■ Passage du texte:
***

Ici je ne peux pas revenir en arrière, je ne peux pas revivre l'année précédente ; je ne cesse au contraire de m'en éloigner, le souvenir même que j'en ai évolue et se transfigure.

Le temps emporte tout sans retour, il m'empêche de fixer quoi que ce soit.

Héraclite, sensible au changements perpétuel de l'univers (« on ne se baigne jamais deux fois dans le même fleuve »), a senti l'indifférence destructrice du temps, cet « enfant qui s'amuse à jouer aux dames ». On ne se baigne jamais deux fois dans le même fleuve. HÉRACLITE Héraclite défend une conception du monde selon laquelle le monde est en éternel devenir, en éternel changement et; pour nous le faire comprendre, prend l'image du fleuve toujours changeant. Et ce, avec la conséquence suivante : « C'est justement cette grâce de la deuxième fois qui nous est refusée...

chaque fois est à la fois première et dernière, et pour cette raison nous la disons primultime ».

Telle est pour Jankélévitch la « primultimité » du temps, conséquence de son irréversibilité. Proust a été affecté plus que tout autre par l'irréversibilité tragique du temps contre laquelle notre coeur se révolte vainement. Assistant, à la fin de sa fin, après des années de solitude, à une soirée mondaine, il retrouve des gens connus autrefois si profondément transformés qu'il a l'impression d'assister à un bal masqué.

Cette blonde valseuse s'est déguisée en une pesante douairière, ce fringant lieutenant s'est donné les galons, l'embonpoint et les cheveux blanc d'un colonel : « Mais ces êtres qu'ils se sont faites de puis longtemps sans le vouloir ne se laissent pas défaire par un débarbouillage, une fois la fête finie.

» (« Le temps retrouvé »). Malgré tout notre désir, nous ne pouvons conjurer l'irréversibilité du temps.

Proust pensait que la magie du souvenir pouvait nous restituer avec toute leur nuance émotive certains instants privilégiés.

C'est la théorie de la mémoire affective.

En réalité, nous ne retrouvons jamais tout à fait par la mémoire le passé tel que nous l'avions vécu.

Car notre évocation est fonction de ce que nous sommes devenus et nos souvenirs évoluent avec nous-mêmes.

***

■ Extrait des données:

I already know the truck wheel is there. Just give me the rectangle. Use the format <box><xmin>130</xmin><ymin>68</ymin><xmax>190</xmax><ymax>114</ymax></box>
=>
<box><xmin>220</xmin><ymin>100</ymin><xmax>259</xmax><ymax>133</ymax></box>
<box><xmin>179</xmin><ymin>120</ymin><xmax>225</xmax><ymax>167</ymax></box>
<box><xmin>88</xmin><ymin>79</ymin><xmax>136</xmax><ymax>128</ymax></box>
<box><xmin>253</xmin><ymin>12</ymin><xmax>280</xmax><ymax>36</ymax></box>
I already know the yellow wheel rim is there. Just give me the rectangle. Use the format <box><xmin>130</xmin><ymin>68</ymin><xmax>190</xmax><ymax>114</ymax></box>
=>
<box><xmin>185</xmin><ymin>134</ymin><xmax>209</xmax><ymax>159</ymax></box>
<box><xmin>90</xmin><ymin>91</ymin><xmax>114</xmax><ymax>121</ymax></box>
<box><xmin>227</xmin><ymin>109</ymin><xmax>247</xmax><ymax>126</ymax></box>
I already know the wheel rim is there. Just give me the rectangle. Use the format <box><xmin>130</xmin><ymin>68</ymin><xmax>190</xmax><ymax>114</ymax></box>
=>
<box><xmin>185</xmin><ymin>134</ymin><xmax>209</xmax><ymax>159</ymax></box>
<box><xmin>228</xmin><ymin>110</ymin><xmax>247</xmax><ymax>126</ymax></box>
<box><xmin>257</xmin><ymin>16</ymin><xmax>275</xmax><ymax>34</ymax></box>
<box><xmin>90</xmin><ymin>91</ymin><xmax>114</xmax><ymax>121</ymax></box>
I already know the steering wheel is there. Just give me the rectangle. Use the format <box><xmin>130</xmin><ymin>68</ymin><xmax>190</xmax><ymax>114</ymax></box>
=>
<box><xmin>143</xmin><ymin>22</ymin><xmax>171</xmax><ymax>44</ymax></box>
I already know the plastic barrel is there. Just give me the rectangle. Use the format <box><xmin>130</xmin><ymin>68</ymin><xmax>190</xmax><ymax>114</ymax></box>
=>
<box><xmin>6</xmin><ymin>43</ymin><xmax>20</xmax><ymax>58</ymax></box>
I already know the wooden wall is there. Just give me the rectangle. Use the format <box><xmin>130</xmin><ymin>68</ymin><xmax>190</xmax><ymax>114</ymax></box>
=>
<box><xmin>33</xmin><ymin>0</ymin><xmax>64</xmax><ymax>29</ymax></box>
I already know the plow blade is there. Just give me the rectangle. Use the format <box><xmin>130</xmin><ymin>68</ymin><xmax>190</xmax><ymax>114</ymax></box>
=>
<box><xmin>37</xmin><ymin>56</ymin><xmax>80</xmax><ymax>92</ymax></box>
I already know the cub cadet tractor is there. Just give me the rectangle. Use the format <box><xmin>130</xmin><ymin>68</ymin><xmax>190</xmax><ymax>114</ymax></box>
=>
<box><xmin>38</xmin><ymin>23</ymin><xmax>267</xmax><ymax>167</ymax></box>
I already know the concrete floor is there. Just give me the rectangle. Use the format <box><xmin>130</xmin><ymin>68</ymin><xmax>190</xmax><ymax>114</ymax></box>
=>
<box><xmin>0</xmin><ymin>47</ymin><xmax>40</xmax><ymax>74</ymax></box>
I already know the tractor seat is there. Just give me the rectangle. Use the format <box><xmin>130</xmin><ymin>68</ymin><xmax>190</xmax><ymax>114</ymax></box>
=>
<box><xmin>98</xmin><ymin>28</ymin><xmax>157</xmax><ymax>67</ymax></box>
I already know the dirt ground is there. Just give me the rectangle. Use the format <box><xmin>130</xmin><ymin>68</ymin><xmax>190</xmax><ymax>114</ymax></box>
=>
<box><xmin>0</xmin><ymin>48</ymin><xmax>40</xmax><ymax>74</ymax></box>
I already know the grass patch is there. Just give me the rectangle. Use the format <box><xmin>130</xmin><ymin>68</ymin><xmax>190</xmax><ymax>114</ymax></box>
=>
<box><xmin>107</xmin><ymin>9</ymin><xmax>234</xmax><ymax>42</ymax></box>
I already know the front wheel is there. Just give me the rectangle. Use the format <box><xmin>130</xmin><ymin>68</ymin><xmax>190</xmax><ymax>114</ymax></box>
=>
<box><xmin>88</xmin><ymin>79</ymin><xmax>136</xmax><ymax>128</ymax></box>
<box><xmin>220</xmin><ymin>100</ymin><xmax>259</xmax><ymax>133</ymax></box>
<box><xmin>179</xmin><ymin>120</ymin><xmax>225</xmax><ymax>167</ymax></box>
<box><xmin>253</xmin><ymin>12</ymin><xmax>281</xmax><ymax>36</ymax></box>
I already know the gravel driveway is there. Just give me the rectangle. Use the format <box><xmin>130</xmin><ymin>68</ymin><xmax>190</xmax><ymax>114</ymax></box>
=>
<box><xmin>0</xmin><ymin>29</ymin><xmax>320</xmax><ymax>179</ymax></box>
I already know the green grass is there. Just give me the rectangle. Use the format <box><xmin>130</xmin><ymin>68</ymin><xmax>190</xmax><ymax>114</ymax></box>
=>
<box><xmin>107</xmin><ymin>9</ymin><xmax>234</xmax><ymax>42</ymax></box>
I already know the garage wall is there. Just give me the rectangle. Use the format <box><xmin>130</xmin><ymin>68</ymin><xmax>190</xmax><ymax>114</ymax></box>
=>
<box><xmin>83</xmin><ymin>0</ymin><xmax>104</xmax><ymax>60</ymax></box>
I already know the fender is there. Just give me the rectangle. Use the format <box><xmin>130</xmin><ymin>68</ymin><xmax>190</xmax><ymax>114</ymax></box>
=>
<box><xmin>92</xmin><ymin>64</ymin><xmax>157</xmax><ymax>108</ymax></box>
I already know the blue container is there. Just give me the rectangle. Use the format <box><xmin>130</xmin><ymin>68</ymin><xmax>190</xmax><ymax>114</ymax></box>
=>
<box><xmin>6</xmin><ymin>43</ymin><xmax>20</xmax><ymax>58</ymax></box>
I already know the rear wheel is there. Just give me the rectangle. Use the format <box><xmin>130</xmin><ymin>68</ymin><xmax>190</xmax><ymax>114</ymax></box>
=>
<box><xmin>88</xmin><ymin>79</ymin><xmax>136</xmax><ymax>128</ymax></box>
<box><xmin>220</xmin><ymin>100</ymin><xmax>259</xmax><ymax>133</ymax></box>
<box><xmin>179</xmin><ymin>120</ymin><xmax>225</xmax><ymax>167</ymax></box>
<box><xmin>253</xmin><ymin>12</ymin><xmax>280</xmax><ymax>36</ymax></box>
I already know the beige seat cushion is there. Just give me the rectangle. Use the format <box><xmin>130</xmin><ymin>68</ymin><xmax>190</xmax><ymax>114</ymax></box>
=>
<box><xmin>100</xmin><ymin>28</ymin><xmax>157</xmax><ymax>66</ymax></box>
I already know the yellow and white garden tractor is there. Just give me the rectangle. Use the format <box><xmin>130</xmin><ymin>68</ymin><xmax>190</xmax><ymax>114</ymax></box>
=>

***

■ Consigne: Écrivez la suite du texte sur le temps qui ne revient pas, en reprenant juste après sa dernière phrase.

■ Réponse:
Un autre témoignage du refus par le coeur humain de l'irréversibilité temporelle nous est donné par le mythe de l'éternel retour : les stoïciens croyaient qu'au terme d'un cycle de plusieurs milliers d'années, à la suite d'une conflagration universelle, tout le cours du temps recommençait avec les mêmes péripéties.

Nietzsche pensait aussi que l'histoire universelle, avec les mille détails de chaque événement, se répétaient indéfiniment. « Cette vie telle que tu la vis naturellement telle que tu l'as vécue il faudra que tu la revives encore une fois et une quantité innombrable de fois et il n'y aura en elle rien de nouveau au contraire ! Il faut que chaque douleur et chaque joie chaque pensée et chaque soupir tout l'infiniment grand et l'infiniment petit de la vie reviennent pour toi et tout cela dans la même suite et le même ordre et aussi cette araignée et ce clair de lune entre les arbres et aussi cet instant et moi-même.

L'éternel sablier de l'existence sera retourné toujours à nouveau et toi avec lui poussière des poussières ». « Que dirais-tu si un jour, si une nuit, un démon se glissait jusque dans ta solitude la plus reculée et te dise : « Cette vie, telle que tu la vis maintenant et que tu l'as vécue, tu devras la vivre encore une fois et d'innombrables fois ; et il n'y aura rien de nouveau en elle si ce n'est que chaque douleur et chaque plaisir, chaque pensée et chaque gémissement et tout ce qu'il y a d'indiciblement petit et grand dans ta vie devront revenir pour toi et le tout dans le même ordre et la même succession – cette araignéelà également, et ce clair de lune entre les arbres, et cet instant-ci et moi-même.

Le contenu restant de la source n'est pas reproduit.